▶ EXERCISE GOAL
Can you reproduce the data below line for line, with no changes?

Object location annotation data
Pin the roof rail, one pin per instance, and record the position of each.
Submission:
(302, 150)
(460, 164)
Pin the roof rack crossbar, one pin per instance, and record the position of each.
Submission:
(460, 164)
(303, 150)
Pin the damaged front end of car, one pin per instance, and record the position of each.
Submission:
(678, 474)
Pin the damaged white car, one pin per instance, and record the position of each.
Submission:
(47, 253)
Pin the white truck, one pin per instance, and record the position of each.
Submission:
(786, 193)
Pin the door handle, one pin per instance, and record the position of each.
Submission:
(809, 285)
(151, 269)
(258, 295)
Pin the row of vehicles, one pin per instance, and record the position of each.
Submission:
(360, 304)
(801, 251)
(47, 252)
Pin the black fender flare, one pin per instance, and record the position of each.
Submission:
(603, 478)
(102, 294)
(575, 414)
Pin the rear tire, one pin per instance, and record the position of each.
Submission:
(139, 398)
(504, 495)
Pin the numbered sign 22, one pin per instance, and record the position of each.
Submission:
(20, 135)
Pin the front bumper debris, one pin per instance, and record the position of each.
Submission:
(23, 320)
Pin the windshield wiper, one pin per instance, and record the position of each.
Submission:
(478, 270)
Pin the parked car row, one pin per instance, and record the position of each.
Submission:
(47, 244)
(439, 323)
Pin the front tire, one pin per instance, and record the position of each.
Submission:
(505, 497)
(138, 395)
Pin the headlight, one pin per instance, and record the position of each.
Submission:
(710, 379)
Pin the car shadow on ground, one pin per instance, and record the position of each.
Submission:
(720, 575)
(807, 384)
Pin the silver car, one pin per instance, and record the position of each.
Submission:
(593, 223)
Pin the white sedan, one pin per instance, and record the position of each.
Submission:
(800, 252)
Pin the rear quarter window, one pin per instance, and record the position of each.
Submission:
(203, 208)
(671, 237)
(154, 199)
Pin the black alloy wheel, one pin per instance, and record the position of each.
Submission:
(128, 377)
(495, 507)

▶ RESPONSE
Pin the roof rail, one pin per instance, and record the position of each.
Submission:
(302, 150)
(460, 164)
Pin the roof rack crossbar, one pin per instance, and record the position of each.
Submission:
(460, 164)
(303, 150)
Pin the damaged front end of car, one pin per instance, and record the position of each.
Submission:
(678, 474)
Pin the damaged white car, one pin per instance, and record the position of each.
Submission:
(47, 253)
Pin the white truck, one pin per instance, and record the position of each.
Submission:
(786, 193)
Pin the door handle, one pin per instance, and record the position of each.
Submission:
(809, 285)
(151, 269)
(258, 295)
Pin the row of vehicles, one pin per instance, and record the position of each.
Submission:
(360, 304)
(801, 251)
(47, 252)
Pin the black fender flare, one pin per instance, and record the position of each.
Submission:
(603, 478)
(102, 294)
(575, 414)
Pin the rear tire, one pin per instance, and record the position of each.
Submission:
(139, 398)
(504, 495)
Pin the numbered sign 22, one pin per instance, and record the position of each.
Submission:
(20, 135)
Pin the front bumper debris, one pin per instance, and record the position of each.
Submission:
(23, 320)
Pin the windshield wiper, one pin per instance, and record the position of each.
Submission:
(478, 270)
Pin the parked car row, one pin per instance, and record the position of each.
Submission:
(47, 244)
(439, 323)
Pin the front tire, one pin per instance, and record the position of each.
Submission:
(505, 497)
(138, 395)
Pin the headlight, one pin per instance, and record the position of each.
Submission:
(710, 379)
Pin the car shadow on ground, one pin per instance, and record the position of each.
Submission:
(720, 575)
(807, 384)
Pin the silver car, one pin per instance, and record the position of each.
Submission:
(593, 223)
Pin the white sedan, one pin per instance, and record the position of each.
Submission:
(800, 252)
Pin the rear quarter window, one pin per instance, and record the position of each.
Submission:
(203, 208)
(671, 237)
(154, 199)
Pin the black alloy wheel, one pin per instance, and record the position of each.
Submission:
(128, 377)
(495, 507)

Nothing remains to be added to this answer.